→ **SUPPLIED PASSAGE**
07 October 2010


I've read several of Jacqueline Winspear's novels and really liked the atmosphere she creates. The novels are set in London during the early 1930s with World War I and the depression important for context. Well, not the depression so much, but the post-war experience of Winspear's main character, Maisie Dobbs, is vital. There are regular references to the depression, but Dobbs and her assistant are mostly observers. Dobbs is a private investigator and people wealthy enough to hire her haven't been hurt by the economic disaster very much. So, Maisy Dobbs and Billy Beale are gainfully employed.

It's Winspear's use of language and attention to detail that create the atmosphere of the 1930s. I can't swear that it's the 1930s atmosphere she creates, but it's definitely not a late 20th or early 21st century atmosphere. Words, phrases, and bits of material culture all contribute to a sense of another time. A romantic re-imagining of a time long past. (Maisie would have been about the same age as my grandparents.)

One of the reasons I have kept coming back to read more of Winspear's books is that they haven't strayed into romance novel territory. The stories focus on a mystery and the steps Maisie and Billy take to uncover the hidden facts. Maisie is a young, single woman and you might expect romance to be in the cards. But Winspear has created a woman who was a front-line nurse in France during World War I. She returned with traumatic stresses. The young doctor she loved and served with also came back from the war, but he was damaged much more severely. A head injury left him an invalid in a hospital for a dozen years after the war. Romance was on hold for Maisie.

→ **TASKS TO CARRY OUT**
**a.** Decide whether each statement agrees with the post on Jacqueline Winspear's novels, answering yes or no and quoting the deciding words: (i) Maisie Dobbs was a nurse in France during World War I; (ii) Maisie and Billy Beale are out of work because of the depression; (iii) the doctor Maisie loved spent a dozen years in a hospital after the war.
**b.** Carry on the post about Jacqueline Winspear's novels from its last sentence.
The material that comes after this has no connection to the post about Jacqueline Winspear's novels.

→ **EXTRACTED MATERIAL**
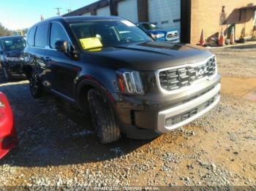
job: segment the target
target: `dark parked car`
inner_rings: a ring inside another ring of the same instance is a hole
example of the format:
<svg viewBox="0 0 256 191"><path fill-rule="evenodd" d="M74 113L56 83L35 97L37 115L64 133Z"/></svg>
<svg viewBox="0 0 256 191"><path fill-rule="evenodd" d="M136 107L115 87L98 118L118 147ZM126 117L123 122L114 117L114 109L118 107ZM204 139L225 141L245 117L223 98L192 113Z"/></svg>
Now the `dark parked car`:
<svg viewBox="0 0 256 191"><path fill-rule="evenodd" d="M24 58L32 96L50 91L90 112L102 143L121 133L156 137L219 101L214 55L155 42L118 17L43 20L30 28Z"/></svg>
<svg viewBox="0 0 256 191"><path fill-rule="evenodd" d="M178 31L176 30L163 29L150 23L138 23L136 26L156 41L180 42Z"/></svg>
<svg viewBox="0 0 256 191"><path fill-rule="evenodd" d="M0 64L7 80L26 77L23 71L25 46L26 39L23 36L0 38Z"/></svg>

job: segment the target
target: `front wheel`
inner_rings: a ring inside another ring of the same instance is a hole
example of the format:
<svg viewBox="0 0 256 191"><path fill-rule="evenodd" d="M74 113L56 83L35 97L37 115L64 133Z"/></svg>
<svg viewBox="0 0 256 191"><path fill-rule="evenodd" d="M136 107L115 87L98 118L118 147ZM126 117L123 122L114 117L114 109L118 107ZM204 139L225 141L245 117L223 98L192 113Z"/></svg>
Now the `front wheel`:
<svg viewBox="0 0 256 191"><path fill-rule="evenodd" d="M34 70L30 74L29 87L33 98L38 98L42 96L43 87L39 77Z"/></svg>
<svg viewBox="0 0 256 191"><path fill-rule="evenodd" d="M88 92L88 102L92 120L99 141L108 144L119 139L120 129L113 111L99 90Z"/></svg>

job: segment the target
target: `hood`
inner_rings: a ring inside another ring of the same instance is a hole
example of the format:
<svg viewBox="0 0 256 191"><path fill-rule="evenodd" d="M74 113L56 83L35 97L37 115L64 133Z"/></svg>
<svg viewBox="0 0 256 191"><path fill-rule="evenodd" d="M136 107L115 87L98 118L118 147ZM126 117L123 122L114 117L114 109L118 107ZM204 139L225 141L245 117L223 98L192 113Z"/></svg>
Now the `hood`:
<svg viewBox="0 0 256 191"><path fill-rule="evenodd" d="M15 49L12 50L4 51L4 55L8 57L20 58L23 54L23 49Z"/></svg>
<svg viewBox="0 0 256 191"><path fill-rule="evenodd" d="M156 30L148 30L147 33L152 33L152 34L167 34L169 32L168 31L164 30L164 29L156 29Z"/></svg>
<svg viewBox="0 0 256 191"><path fill-rule="evenodd" d="M155 71L196 63L212 55L200 47L164 42L126 44L86 52L84 59L90 63L137 71Z"/></svg>

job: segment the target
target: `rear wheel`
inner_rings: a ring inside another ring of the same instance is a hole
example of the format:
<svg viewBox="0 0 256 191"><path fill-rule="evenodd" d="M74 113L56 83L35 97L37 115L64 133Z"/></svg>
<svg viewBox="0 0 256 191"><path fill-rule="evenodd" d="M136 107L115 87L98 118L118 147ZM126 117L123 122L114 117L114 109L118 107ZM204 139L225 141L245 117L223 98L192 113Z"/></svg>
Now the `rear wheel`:
<svg viewBox="0 0 256 191"><path fill-rule="evenodd" d="M88 101L99 141L107 144L118 140L121 136L120 129L107 100L99 90L91 89L88 92Z"/></svg>
<svg viewBox="0 0 256 191"><path fill-rule="evenodd" d="M12 79L12 74L7 71L7 69L6 69L6 67L4 66L1 66L2 69L3 69L3 72L4 74L4 77L7 81L10 81Z"/></svg>
<svg viewBox="0 0 256 191"><path fill-rule="evenodd" d="M43 87L41 80L34 70L29 75L29 87L31 96L34 98L42 97Z"/></svg>

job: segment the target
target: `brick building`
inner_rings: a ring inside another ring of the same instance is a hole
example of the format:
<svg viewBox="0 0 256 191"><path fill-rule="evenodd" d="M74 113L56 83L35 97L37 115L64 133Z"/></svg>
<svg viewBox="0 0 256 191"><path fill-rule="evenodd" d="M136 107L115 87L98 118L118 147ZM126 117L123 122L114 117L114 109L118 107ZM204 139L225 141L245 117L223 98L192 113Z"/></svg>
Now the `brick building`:
<svg viewBox="0 0 256 191"><path fill-rule="evenodd" d="M256 29L256 0L100 0L64 16L118 15L134 23L151 22L178 30L183 42L197 44L201 30L206 38L249 36ZM255 32L256 34L256 31Z"/></svg>

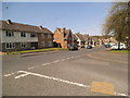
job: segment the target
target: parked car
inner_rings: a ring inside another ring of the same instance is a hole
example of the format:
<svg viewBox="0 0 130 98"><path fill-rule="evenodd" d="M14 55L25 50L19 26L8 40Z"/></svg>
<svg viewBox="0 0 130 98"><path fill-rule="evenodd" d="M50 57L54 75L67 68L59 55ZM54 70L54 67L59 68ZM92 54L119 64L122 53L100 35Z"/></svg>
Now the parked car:
<svg viewBox="0 0 130 98"><path fill-rule="evenodd" d="M110 48L112 46L110 45L104 45L105 48Z"/></svg>
<svg viewBox="0 0 130 98"><path fill-rule="evenodd" d="M70 46L68 50L78 50L78 46Z"/></svg>
<svg viewBox="0 0 130 98"><path fill-rule="evenodd" d="M92 49L92 46L87 46L87 49Z"/></svg>
<svg viewBox="0 0 130 98"><path fill-rule="evenodd" d="M118 49L118 46L115 45L115 46L112 46L110 47L112 49ZM125 46L125 44L120 44L120 49L126 49L127 47Z"/></svg>

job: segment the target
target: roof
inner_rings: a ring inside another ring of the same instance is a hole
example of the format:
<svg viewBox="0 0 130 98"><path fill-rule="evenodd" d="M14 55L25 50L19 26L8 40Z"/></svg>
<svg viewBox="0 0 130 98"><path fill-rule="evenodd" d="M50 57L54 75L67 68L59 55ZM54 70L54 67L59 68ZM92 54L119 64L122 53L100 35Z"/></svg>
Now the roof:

→ **YOUR RESPONSES**
**a.**
(i) Yes: "a woman who was a front-line nurse in France during World War I"
(ii) No: "So, Maisy Dobbs and Billy Beale are gainfully employed."
(iii) Yes: "A head injury left him an invalid in a hospital for a dozen years after the war."

**b.**
But, a book or so ago, the injured doctor died. Maisie had a date or two and a serious suitor whom she turned down. In this book, The Mapping of Love and Death, romance blossoms.

But the romance is not just about Maisie and a new suitor or idealized memories of another time. Maisie is trying to find out what happened to a young American, a volunteer in the British forces during the war who went missing. In 1932, his body was found in France and, with it, a packet of love letters from an unnamed British nurse. The American parents want to identify the woman and learn more about their son's last days. (Of course it's more complicated than that because the post-mortem on the soldier's skeleton suggests he was murdered.) But there's the soldier's romance from 1915. There's a romantic image of a beautiful valley in California that the soldier visited before the war. There's an obvious romance still going on between the grieving American parents. There's are filial relationships between Maisie and her father and between Maisie and her dying mentor. And more. There is romance of one kind or another throughout the book. So, when Maisie is approached by a new suitor and she accepts his suit, it's not out of place. It does make me wonder how Maisie will continue her career if she marries into a proper upper-class family in London of the mid-1930s. Charity work, maybe. But investigative work for paying clients? I think not. The post-war, depression years were ones of great opportunity for women in Britain, but there were some things that proper women just didn't do.

In any case, in spite of all the romance and romance novel-like attributes in this book, I enjoyed it. It was a little day dream away from the fall of 2010 to an idealized time in early 20th century London. The characters are attractive. The story telling is well done and sometimes compelling. The most unbelievable thing is that Maisie's 1930 MG doesn't break down -- ever. The reputation those cars had doesn't support such reliability. Ah, escapism. Sometimes it's just the thing.

Have you escaped into a romantic past? How'd it go for you? Have you escaped into Jacqueline Winspear's London of 75+ years ago? What did you think of it? Write and tell this little bit of the world what you think.